Both the line with "Question. Indicate each instance of the palm tree trunk" and the line with "Question. Indicate each instance of the white cloud" in the records below must appear in the output, along with every line between them, exactly and with nothing added.
____
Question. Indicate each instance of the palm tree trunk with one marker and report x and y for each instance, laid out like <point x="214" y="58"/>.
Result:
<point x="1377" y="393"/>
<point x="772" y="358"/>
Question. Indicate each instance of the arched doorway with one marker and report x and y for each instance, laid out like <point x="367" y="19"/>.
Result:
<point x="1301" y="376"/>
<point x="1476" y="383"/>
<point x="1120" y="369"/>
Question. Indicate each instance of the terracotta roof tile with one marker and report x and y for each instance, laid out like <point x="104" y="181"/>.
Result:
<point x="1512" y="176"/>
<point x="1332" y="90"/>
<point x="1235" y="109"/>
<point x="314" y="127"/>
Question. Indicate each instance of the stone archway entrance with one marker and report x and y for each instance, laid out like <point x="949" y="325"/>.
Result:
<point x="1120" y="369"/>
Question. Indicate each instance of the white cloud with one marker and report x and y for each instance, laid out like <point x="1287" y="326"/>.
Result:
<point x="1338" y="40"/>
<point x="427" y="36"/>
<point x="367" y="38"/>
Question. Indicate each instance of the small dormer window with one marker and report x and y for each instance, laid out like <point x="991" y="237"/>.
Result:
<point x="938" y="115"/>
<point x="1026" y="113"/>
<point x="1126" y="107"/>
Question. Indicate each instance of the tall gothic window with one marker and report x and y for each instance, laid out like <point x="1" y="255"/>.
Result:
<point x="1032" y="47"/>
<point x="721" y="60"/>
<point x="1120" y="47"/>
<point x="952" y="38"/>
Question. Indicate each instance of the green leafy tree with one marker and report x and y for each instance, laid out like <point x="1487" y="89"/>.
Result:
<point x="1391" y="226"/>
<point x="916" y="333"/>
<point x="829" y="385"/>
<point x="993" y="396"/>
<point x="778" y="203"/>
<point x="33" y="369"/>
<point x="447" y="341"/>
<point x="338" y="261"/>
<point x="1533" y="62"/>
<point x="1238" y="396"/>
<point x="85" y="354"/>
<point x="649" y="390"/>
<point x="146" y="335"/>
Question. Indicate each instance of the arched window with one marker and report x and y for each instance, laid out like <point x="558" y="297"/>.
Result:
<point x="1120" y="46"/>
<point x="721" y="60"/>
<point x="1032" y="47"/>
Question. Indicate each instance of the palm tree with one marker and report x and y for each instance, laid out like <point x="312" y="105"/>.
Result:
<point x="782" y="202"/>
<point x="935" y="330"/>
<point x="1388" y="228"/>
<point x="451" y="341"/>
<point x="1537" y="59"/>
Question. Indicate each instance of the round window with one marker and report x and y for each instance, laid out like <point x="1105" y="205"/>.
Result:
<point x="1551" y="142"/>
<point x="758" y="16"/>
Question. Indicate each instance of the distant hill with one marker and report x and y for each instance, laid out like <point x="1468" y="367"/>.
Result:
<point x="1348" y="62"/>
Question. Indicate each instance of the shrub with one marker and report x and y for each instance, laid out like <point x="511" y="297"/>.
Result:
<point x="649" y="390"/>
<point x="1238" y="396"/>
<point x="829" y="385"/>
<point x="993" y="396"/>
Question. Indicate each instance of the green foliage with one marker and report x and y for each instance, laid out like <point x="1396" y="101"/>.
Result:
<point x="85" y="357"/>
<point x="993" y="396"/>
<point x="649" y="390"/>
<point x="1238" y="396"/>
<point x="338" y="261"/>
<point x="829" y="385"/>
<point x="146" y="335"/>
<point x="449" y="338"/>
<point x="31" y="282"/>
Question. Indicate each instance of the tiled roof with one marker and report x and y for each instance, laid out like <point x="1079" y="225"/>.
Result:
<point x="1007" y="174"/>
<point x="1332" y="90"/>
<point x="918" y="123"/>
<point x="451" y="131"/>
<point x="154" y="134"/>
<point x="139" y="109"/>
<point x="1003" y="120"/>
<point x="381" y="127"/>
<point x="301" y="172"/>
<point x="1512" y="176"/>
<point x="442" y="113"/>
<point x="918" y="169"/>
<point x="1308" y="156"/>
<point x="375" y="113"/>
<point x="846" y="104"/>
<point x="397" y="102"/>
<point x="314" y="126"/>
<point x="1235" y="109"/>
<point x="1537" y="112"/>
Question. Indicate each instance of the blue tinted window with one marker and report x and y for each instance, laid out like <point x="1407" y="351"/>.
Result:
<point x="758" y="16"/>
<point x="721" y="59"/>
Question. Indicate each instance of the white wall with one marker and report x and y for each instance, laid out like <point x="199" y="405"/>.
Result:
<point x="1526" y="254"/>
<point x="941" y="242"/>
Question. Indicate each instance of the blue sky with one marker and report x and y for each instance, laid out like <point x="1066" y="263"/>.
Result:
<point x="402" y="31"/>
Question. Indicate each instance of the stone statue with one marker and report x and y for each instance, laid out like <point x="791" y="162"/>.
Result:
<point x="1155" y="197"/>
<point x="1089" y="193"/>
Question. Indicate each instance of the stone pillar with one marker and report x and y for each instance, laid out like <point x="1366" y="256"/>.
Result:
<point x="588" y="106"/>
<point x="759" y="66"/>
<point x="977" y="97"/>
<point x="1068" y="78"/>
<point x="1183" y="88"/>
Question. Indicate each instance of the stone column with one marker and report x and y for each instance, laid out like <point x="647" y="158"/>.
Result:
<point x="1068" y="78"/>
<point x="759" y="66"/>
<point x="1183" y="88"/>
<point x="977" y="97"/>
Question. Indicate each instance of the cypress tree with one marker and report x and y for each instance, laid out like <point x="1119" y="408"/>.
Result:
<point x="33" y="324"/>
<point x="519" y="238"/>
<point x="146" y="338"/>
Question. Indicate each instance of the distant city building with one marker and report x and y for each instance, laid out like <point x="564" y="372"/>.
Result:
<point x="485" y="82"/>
____
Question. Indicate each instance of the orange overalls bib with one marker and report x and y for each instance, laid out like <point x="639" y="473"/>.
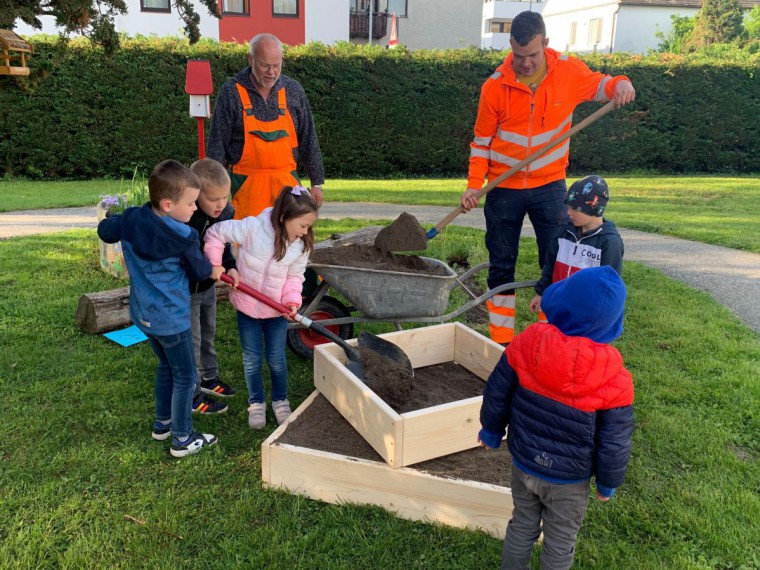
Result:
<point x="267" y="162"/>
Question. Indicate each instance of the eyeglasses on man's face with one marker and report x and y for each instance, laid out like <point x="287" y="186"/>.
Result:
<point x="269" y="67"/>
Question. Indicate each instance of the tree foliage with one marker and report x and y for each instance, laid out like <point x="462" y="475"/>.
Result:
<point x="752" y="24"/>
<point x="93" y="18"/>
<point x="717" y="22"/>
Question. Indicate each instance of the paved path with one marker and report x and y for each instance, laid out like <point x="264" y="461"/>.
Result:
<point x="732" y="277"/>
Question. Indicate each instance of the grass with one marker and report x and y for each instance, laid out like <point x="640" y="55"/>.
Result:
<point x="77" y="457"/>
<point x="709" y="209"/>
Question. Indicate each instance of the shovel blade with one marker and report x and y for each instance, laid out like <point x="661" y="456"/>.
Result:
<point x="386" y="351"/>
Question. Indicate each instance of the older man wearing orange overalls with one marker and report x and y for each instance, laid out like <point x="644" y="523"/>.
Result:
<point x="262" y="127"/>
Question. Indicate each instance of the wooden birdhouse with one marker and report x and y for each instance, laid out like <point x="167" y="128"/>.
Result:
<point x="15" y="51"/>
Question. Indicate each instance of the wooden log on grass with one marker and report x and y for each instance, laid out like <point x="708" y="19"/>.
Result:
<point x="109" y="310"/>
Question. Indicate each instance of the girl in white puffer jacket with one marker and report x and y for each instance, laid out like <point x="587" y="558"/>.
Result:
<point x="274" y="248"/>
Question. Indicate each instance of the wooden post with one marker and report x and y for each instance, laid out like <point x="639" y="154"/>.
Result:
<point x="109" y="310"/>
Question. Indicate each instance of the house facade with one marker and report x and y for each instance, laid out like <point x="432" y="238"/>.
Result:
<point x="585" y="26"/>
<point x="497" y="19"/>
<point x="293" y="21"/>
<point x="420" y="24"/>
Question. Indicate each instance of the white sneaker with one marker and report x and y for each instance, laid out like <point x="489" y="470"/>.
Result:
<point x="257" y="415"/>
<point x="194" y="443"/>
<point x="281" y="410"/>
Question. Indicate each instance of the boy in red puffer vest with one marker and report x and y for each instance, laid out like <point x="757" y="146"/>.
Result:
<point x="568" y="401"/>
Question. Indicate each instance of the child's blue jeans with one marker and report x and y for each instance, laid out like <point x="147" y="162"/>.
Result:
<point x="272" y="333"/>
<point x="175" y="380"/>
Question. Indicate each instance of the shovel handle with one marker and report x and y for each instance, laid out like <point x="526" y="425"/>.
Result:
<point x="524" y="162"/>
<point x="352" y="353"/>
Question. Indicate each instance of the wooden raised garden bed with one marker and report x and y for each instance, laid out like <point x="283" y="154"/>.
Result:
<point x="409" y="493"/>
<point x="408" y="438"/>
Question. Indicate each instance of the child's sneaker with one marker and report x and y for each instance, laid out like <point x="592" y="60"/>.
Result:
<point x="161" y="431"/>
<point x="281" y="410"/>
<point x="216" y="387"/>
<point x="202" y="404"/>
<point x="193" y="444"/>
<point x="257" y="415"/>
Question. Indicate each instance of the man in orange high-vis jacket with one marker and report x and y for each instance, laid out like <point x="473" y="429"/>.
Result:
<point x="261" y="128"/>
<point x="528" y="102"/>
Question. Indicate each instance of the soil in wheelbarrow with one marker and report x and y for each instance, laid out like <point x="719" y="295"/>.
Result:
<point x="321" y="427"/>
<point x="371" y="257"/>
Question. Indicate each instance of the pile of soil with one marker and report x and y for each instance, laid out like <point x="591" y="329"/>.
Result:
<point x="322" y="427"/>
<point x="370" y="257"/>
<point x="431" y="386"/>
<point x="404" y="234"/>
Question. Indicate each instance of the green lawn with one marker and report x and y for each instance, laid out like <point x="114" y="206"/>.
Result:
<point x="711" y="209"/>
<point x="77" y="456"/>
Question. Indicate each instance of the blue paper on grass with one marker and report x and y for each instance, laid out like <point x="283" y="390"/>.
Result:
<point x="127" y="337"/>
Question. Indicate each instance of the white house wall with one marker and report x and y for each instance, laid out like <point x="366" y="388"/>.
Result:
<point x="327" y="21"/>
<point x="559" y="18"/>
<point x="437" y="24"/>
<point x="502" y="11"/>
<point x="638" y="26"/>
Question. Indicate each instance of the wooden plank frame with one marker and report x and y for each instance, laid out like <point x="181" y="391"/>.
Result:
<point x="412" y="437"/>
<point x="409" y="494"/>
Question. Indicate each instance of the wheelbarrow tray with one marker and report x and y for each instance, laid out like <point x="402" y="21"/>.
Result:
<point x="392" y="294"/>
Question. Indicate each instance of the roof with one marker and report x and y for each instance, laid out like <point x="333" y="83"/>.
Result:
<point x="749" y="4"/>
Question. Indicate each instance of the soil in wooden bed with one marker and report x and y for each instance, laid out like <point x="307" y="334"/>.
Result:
____
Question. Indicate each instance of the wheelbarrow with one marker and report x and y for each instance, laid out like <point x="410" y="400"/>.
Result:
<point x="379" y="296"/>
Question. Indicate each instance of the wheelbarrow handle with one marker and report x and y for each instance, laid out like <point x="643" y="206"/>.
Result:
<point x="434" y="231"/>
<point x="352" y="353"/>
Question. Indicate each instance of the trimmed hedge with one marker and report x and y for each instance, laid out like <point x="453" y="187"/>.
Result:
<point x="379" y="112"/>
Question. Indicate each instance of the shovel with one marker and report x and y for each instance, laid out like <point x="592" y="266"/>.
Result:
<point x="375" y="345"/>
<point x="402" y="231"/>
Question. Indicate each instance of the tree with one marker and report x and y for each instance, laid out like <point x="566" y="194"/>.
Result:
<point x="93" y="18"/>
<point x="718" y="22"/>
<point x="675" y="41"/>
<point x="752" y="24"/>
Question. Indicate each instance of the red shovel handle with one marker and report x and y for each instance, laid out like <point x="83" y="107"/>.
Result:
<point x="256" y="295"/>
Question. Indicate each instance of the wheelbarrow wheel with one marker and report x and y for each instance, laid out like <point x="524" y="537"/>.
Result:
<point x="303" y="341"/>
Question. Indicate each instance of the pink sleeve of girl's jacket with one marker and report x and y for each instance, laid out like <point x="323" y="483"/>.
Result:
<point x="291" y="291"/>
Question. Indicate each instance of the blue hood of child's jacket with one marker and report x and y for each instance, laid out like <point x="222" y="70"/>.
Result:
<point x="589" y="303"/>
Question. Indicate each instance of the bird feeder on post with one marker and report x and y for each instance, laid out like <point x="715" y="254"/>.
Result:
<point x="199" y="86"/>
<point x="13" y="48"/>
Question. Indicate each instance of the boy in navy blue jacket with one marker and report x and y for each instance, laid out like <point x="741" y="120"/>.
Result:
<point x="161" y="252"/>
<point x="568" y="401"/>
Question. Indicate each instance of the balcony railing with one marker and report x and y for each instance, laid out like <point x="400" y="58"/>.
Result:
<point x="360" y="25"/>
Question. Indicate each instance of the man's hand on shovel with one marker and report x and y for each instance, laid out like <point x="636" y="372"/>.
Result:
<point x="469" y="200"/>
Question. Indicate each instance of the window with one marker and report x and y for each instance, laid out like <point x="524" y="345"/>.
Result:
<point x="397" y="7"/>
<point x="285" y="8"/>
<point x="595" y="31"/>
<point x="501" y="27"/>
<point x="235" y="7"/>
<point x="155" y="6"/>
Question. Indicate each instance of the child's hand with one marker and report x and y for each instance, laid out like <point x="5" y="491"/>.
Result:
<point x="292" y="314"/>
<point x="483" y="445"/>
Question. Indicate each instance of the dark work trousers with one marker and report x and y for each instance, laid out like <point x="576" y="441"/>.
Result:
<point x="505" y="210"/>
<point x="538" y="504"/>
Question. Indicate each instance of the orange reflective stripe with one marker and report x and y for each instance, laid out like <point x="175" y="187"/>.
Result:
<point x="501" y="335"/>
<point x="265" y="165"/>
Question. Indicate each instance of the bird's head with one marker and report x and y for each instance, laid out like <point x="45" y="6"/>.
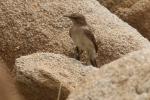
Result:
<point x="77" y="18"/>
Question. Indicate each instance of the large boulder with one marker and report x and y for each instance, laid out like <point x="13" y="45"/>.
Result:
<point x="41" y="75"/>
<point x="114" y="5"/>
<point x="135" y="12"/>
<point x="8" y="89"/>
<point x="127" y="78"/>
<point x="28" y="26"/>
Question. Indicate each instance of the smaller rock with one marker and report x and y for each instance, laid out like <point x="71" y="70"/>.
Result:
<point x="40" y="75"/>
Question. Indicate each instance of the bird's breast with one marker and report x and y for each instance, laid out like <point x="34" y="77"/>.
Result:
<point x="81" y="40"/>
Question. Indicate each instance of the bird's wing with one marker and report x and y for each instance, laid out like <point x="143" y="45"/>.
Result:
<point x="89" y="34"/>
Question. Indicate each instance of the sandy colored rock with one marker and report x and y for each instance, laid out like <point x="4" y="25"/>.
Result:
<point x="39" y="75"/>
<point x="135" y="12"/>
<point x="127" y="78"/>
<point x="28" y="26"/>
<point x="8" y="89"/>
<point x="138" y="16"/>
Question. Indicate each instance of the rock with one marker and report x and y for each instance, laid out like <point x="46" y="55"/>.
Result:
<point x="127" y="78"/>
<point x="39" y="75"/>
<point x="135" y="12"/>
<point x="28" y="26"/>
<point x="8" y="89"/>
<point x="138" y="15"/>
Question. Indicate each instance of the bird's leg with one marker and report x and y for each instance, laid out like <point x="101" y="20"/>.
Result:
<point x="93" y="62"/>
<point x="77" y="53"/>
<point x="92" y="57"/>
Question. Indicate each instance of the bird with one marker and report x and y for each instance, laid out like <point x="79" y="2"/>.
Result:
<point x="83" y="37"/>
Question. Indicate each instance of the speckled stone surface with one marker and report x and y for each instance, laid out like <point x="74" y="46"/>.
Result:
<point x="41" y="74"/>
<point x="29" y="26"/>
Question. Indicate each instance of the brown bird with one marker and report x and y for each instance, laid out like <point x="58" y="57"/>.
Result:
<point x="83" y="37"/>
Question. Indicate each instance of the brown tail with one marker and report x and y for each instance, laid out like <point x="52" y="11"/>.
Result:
____
**ANSWER AREA:**
Question. Indicate each instance of the palm tree trunk with one marker and report x and y for each instance, laid out like <point x="214" y="58"/>.
Result:
<point x="1377" y="393"/>
<point x="772" y="358"/>
Question. Indicate each instance of the arched doorway with one marker and report x and y for each instance, laid out like <point x="367" y="19"/>.
Result:
<point x="1301" y="376"/>
<point x="1476" y="383"/>
<point x="1120" y="369"/>
Question. Indicate each instance of the terracotta roof tile with one marker and report x and y for each instance, laid out like <point x="104" y="181"/>.
Result:
<point x="1512" y="176"/>
<point x="1332" y="90"/>
<point x="1235" y="109"/>
<point x="314" y="127"/>
Question. Indicate each instance of the stone archway entrance with one marker and report x and y for each instance, laid out like <point x="949" y="325"/>.
Result:
<point x="1120" y="369"/>
Question. Indicate each instance of the white cloud with one marker and report x and y for each instance, laid out like <point x="1287" y="326"/>.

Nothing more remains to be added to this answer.